Actions to take:
**1.** What is the Spanish translation of the sentence "A map is a file descriptor (returned by bpf() system call)" from the eBPF slides?
**2.** In the eBPF slides, could you swap "puzzle" for "design" in the passage starting at "22 LinuxCon Japan" and ending at "operate on is?"?

Source extract:

★ ★ ★ ★ ★

22 LinuxCon Japan 2015
Associating Maps to a BPF Program
• ….One missing piece of the puzzle: how does the running eBPF
program know where the map to operate on is?
• Remember:
• A map is a file descriptor (returned by bpf() system call)
• Maps operations in eBPF done via calls to helper functions
exclusively, with “map fd” in IMM field of bpf_call instruction
• Maps operations in .c kernel eBPF program have address of map
structure which is in its own “maps” section.
• Ultimately you want the fd of the map in call instruction field of the eBPF
program, prior to execution
• So process relocation of program, by walking the instructions and
inserting the fd of the map in the proper field of calls to helper functions
23 LinuxCon Japan 2015
Elf Section Naming
• Names used for the BPF program sections, must follow
convention:
• “kprobes/<event name>”
• “kretprobes/<event name>”
• “socket<name>”
• “maps”: map structures (not actual maps!)
• “license”: whether the BPF program is GPL
• “version”: kernel version
• Important because type of BPF program (see earlier slide) is
determined by the section names
24 LinuxCon Japan 2015
There are Some Good News...
• … this is fairly complex... however...
• A lot of the workflow is already collected into a generic
userspace program, bpf_load.c and bpflib.c in the sample/bpf
kernel directory.
• Takes care of parsing the Elf file, creating and handling maps,
adding the probe event, loading the BPF program, associating
the program to the event (for tracing), etc
• Of course this is still a bit of a work in progress
• This is only an example...
25 LinuxCon Japan 2015
Example 1: samples/bpf/sock_example.c
• Create map: array of 256 elements, 8 bytes each, key is 4 bytes
map_fd = bpf_create_map(BPF_MAP_TYPE_ARRAY, sizeof(key), sizeof(value), 256)

★ ★ ★ ★ ★

[Stored entries]
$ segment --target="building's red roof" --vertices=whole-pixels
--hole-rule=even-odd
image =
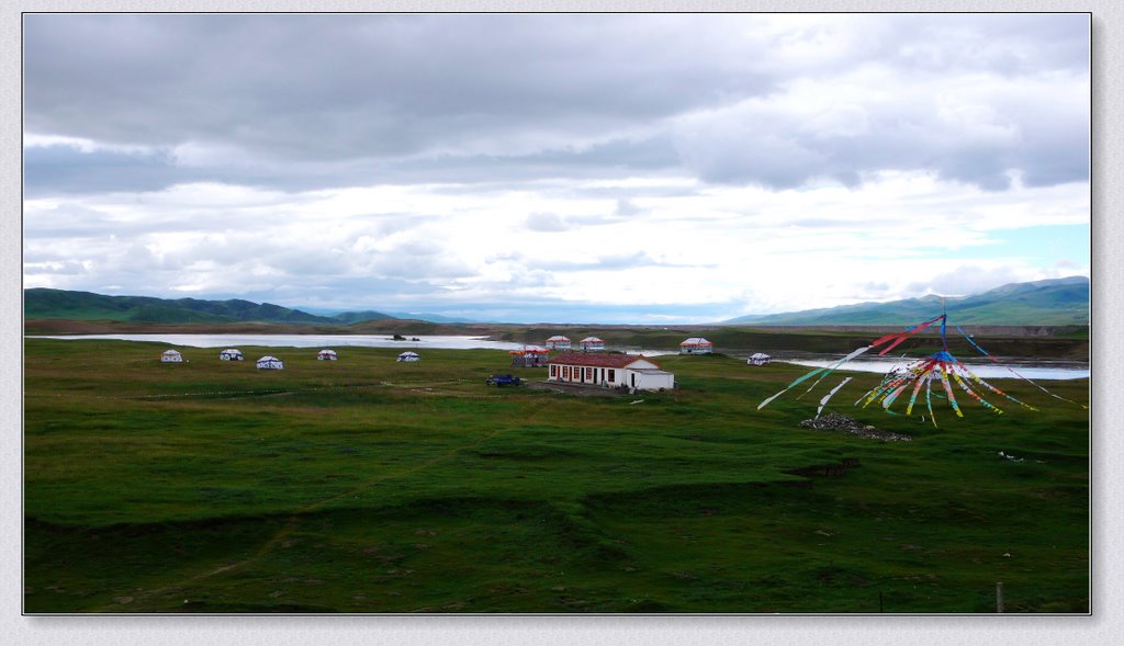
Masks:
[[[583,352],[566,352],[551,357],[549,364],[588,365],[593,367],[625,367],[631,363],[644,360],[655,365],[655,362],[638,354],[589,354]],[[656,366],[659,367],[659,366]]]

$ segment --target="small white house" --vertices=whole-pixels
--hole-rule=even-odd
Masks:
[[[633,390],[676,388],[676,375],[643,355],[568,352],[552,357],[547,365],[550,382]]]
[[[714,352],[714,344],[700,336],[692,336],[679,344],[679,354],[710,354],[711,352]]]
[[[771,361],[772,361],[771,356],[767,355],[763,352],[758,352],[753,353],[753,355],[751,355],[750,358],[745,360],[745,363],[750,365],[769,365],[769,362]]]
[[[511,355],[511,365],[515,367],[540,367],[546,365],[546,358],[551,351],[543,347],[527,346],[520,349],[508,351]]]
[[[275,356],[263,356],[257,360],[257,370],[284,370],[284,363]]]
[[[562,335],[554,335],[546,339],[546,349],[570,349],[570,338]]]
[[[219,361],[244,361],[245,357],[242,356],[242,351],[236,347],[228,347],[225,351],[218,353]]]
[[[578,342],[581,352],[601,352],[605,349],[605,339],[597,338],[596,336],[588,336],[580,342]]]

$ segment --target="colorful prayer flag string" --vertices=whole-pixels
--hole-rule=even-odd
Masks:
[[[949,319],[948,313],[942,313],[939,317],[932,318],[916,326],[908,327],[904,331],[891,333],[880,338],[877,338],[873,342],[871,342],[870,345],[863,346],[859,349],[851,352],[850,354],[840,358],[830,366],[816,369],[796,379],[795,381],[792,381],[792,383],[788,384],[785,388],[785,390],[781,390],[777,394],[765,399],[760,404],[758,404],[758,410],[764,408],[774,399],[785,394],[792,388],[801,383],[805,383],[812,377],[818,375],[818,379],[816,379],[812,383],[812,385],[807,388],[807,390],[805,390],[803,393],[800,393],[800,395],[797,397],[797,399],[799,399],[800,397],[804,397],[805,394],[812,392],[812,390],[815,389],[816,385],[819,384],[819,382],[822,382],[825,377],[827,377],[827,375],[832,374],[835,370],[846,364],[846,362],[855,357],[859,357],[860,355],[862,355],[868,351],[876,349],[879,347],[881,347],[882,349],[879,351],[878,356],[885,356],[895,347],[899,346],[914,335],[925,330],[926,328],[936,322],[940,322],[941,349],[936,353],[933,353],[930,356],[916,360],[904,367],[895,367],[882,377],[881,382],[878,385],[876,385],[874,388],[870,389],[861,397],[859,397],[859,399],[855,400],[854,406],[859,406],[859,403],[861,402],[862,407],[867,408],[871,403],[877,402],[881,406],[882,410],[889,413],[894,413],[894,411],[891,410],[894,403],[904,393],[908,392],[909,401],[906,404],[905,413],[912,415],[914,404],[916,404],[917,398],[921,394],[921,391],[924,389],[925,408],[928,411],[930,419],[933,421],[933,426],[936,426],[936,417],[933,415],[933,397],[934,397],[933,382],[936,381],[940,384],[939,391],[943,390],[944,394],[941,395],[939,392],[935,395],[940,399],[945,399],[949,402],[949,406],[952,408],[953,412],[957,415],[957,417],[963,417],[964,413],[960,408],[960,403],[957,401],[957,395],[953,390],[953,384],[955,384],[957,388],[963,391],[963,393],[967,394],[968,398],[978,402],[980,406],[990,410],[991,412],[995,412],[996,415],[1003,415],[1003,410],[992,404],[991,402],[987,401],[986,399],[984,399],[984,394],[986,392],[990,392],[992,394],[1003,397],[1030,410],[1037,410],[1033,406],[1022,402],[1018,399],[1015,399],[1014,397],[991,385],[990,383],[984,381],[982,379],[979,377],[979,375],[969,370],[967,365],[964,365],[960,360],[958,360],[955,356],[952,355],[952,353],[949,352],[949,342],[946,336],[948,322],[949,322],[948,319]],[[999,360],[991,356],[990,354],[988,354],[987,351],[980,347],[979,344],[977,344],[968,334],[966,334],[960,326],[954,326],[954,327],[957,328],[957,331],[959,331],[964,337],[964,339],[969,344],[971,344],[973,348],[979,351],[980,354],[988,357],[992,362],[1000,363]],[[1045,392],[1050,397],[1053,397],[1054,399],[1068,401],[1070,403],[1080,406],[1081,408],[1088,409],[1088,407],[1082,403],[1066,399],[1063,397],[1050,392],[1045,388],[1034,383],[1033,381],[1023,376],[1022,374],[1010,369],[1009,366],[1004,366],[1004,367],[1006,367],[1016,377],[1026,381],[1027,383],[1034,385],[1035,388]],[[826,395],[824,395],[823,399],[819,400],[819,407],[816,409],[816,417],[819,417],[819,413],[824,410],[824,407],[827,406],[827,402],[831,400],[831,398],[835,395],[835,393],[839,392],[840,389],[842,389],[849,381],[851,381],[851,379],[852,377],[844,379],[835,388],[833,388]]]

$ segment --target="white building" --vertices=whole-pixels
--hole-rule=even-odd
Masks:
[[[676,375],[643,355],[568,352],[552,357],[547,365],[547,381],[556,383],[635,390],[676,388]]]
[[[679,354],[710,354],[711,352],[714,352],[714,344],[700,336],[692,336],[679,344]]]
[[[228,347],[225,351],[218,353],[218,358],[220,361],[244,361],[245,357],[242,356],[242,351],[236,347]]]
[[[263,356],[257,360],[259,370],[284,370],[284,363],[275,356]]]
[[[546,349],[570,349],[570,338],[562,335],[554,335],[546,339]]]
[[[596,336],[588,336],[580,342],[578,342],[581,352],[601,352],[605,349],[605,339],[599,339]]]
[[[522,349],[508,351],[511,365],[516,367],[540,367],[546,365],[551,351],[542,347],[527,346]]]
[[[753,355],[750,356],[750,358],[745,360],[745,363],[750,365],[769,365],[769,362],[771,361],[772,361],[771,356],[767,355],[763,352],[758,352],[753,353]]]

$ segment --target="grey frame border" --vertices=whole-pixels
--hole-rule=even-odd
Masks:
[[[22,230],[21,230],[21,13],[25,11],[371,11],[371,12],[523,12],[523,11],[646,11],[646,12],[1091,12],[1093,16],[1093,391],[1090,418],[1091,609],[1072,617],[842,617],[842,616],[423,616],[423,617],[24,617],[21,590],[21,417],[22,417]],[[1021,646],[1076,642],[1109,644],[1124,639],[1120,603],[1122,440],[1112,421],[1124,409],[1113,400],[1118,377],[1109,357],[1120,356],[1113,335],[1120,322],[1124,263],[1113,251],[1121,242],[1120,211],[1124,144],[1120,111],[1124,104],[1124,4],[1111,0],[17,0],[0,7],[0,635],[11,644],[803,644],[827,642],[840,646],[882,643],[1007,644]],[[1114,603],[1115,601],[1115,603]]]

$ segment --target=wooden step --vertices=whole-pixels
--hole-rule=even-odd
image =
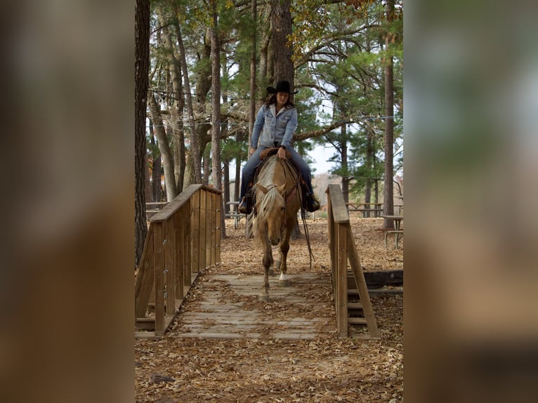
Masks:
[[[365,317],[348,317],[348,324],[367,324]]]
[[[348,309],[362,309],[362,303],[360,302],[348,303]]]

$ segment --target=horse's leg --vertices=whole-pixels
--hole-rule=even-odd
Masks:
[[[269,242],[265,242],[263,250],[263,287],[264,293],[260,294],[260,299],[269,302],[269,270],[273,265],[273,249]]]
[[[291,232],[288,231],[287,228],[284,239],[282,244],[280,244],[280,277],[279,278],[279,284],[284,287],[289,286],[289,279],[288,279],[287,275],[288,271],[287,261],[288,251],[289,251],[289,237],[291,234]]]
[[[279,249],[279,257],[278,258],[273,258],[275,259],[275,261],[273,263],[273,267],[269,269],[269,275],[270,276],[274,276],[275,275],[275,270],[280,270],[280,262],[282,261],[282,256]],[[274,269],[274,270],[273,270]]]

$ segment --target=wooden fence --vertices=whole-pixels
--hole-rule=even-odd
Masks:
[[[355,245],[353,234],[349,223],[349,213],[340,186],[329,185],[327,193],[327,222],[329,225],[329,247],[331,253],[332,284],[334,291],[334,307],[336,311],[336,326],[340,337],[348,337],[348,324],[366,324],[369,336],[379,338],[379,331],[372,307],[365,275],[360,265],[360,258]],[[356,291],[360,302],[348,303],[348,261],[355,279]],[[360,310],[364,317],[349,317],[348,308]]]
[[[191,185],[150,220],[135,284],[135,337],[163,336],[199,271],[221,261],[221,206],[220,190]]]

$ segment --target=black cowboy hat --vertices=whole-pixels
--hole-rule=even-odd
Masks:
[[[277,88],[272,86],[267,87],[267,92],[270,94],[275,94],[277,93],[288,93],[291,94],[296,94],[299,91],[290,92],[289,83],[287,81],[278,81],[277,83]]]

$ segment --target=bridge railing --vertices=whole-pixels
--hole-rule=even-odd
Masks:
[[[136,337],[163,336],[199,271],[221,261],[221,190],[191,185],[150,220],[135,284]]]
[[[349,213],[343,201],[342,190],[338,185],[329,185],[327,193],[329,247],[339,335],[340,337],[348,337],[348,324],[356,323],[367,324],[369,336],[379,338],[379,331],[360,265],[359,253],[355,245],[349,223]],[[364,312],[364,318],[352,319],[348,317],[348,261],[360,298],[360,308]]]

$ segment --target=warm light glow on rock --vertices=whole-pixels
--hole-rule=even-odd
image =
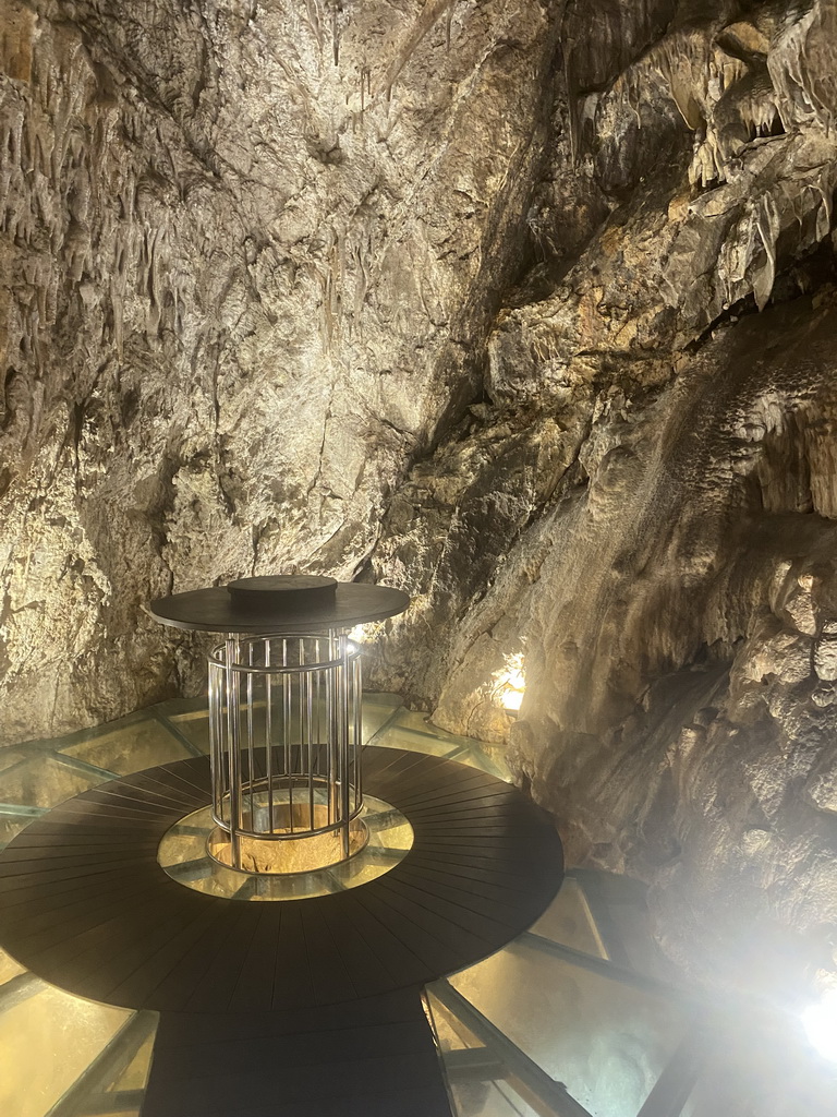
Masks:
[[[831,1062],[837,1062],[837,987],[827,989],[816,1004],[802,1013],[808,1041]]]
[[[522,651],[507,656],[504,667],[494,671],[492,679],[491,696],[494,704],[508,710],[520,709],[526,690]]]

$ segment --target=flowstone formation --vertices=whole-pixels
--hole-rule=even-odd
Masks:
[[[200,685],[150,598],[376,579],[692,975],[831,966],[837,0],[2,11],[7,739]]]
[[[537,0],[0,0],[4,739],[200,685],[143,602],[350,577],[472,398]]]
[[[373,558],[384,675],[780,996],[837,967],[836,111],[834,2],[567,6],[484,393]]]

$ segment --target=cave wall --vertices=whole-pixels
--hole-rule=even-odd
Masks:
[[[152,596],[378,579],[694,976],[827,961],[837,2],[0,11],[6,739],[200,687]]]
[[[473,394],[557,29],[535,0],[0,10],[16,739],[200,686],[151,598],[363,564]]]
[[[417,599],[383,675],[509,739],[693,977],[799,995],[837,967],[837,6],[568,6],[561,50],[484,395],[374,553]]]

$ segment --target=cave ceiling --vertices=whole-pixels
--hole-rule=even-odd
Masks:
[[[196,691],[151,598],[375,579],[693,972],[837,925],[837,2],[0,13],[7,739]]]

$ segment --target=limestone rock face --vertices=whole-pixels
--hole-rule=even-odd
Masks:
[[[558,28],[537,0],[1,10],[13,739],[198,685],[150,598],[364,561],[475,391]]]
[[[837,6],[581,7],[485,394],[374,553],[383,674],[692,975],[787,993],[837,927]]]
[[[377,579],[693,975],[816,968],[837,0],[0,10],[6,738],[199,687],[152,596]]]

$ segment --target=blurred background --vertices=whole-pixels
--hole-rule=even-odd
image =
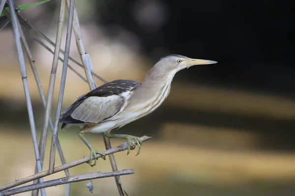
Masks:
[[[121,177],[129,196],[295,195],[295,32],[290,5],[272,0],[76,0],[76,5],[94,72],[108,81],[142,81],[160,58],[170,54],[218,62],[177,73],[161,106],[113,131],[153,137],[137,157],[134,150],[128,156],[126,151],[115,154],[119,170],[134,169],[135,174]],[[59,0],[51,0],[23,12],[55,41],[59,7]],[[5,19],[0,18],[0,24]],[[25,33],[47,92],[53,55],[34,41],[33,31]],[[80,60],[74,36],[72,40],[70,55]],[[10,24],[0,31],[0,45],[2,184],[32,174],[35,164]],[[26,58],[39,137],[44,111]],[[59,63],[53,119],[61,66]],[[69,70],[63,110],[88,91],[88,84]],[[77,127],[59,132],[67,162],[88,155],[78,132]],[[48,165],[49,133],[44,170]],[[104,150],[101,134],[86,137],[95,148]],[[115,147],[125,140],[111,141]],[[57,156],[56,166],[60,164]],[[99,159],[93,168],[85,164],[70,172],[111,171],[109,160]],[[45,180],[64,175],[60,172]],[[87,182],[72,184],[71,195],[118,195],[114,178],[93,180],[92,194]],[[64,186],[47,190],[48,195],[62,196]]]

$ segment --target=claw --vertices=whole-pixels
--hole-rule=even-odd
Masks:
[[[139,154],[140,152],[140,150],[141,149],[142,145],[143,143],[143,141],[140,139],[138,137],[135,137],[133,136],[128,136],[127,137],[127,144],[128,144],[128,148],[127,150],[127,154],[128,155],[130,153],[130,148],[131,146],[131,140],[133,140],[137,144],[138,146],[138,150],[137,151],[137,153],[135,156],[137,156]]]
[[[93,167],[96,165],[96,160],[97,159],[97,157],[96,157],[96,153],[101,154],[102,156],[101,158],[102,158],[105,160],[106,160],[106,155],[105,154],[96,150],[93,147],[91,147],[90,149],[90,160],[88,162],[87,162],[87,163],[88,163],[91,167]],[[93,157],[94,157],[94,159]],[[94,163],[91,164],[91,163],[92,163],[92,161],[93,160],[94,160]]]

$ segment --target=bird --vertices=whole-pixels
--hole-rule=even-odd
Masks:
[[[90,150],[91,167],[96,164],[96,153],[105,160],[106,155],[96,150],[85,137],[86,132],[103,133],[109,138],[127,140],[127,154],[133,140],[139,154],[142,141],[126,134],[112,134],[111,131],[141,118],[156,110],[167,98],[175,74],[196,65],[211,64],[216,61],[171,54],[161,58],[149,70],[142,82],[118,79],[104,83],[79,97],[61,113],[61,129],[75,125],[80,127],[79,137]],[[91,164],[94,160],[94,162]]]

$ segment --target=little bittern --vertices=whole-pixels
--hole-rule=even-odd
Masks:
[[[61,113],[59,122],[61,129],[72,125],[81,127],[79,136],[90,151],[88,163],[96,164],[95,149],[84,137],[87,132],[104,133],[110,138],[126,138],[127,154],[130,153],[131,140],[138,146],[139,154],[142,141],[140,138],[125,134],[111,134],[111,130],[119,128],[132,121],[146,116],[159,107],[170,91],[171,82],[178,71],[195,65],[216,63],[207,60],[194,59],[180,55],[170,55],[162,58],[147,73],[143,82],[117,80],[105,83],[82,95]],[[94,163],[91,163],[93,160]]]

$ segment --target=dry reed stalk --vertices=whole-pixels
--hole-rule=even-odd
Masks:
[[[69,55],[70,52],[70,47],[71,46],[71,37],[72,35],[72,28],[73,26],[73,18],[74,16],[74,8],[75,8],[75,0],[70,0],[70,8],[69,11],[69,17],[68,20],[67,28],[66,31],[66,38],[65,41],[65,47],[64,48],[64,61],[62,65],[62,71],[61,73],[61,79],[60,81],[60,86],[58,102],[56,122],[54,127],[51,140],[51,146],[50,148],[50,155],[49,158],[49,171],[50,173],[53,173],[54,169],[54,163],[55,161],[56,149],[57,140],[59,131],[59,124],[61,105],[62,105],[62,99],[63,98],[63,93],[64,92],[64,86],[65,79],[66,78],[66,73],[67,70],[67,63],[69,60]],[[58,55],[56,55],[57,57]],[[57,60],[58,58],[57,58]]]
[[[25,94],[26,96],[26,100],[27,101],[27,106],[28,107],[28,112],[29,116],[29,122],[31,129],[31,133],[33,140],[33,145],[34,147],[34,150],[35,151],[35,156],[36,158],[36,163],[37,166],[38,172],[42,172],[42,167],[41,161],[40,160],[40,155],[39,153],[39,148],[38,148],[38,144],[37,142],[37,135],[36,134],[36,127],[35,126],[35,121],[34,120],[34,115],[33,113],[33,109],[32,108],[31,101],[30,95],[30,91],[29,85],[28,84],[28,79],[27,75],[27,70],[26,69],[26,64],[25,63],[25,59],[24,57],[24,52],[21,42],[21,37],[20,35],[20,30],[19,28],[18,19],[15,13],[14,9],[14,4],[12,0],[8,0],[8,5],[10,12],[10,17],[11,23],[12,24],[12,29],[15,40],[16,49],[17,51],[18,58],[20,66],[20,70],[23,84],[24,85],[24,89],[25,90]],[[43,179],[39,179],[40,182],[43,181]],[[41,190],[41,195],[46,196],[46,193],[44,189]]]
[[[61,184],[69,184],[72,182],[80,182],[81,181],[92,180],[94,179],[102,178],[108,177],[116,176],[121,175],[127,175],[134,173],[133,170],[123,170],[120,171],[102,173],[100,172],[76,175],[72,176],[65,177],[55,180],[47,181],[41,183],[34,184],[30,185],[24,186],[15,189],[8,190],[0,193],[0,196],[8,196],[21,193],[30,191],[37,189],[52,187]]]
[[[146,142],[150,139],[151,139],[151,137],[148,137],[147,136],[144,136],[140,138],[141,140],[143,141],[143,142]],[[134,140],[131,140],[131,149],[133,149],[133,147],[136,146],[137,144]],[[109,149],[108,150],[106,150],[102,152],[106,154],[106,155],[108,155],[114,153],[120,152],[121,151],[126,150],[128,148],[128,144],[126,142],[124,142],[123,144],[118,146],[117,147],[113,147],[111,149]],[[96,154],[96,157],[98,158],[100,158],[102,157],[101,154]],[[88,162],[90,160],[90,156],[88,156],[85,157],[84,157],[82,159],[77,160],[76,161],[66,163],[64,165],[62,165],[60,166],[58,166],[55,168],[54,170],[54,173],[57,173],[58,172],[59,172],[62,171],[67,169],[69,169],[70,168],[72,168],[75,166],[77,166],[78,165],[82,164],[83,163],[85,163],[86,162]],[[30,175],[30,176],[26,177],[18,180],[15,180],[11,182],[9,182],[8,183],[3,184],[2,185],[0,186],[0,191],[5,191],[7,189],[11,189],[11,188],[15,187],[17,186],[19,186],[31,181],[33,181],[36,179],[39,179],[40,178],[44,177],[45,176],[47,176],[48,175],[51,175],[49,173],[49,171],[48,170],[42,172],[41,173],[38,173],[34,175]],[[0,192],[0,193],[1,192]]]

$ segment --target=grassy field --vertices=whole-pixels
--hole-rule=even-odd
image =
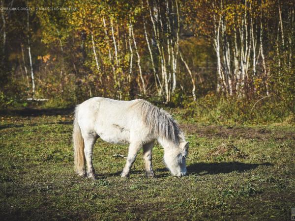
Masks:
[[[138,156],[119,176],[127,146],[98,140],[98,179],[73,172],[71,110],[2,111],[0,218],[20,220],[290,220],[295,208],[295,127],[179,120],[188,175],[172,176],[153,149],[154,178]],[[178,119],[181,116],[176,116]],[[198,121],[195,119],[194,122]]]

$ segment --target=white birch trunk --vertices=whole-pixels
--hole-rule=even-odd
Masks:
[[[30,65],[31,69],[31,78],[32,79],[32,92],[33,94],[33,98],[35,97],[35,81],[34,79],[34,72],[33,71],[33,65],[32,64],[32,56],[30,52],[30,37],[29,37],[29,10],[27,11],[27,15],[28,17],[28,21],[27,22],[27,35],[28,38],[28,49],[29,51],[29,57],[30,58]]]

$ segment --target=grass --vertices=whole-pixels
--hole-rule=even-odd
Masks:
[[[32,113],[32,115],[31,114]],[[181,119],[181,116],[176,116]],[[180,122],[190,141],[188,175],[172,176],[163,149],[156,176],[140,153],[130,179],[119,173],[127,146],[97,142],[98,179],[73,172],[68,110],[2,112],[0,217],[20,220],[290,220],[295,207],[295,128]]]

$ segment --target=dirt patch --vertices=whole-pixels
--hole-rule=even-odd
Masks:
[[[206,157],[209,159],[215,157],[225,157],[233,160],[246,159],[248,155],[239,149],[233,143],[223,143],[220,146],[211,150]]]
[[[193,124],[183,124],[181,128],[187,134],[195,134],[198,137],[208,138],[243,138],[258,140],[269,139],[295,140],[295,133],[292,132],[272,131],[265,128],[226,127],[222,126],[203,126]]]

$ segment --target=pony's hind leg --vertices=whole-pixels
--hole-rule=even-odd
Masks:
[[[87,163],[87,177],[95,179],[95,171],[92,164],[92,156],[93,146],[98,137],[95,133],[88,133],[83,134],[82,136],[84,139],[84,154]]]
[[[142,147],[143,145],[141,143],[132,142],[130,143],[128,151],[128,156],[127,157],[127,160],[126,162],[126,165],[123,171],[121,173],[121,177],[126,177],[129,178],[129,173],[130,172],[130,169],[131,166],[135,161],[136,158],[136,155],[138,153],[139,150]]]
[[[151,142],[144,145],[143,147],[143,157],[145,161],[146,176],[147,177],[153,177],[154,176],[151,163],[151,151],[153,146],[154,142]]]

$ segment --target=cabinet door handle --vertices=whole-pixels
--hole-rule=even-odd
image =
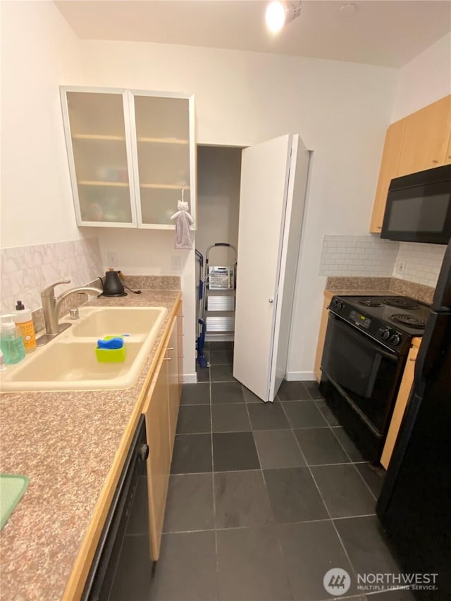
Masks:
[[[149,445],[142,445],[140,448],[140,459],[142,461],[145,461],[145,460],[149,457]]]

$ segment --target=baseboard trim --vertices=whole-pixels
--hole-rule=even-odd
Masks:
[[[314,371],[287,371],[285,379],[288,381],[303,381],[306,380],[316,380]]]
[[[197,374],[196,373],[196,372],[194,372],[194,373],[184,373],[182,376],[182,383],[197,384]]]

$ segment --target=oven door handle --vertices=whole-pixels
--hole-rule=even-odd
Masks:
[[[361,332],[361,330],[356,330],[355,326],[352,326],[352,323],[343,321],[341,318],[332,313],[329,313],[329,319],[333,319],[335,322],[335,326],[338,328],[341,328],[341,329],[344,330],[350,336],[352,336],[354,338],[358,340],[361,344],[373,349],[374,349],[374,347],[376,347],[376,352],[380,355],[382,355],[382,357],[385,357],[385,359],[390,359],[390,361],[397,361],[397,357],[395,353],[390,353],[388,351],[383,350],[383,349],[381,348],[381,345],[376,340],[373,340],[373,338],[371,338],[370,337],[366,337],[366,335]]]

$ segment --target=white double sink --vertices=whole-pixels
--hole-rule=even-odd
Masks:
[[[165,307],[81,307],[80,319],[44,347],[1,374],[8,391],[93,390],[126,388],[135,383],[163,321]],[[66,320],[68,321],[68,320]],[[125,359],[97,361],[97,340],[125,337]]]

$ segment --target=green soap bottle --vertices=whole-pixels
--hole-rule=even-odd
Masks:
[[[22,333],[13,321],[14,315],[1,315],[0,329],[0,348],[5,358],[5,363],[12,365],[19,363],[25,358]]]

★ ★ ★ ★ ★

Outputs:
**1.** Un mapa es un descriptor de archivo (devuelto por la llamada al sistema bpf()).

**2.**
22 LinuxCon Japan 2015
Associating Maps to a BPF Program
• ….One missing piece of the design: how does the running eBPF
program know where the map to operate on is?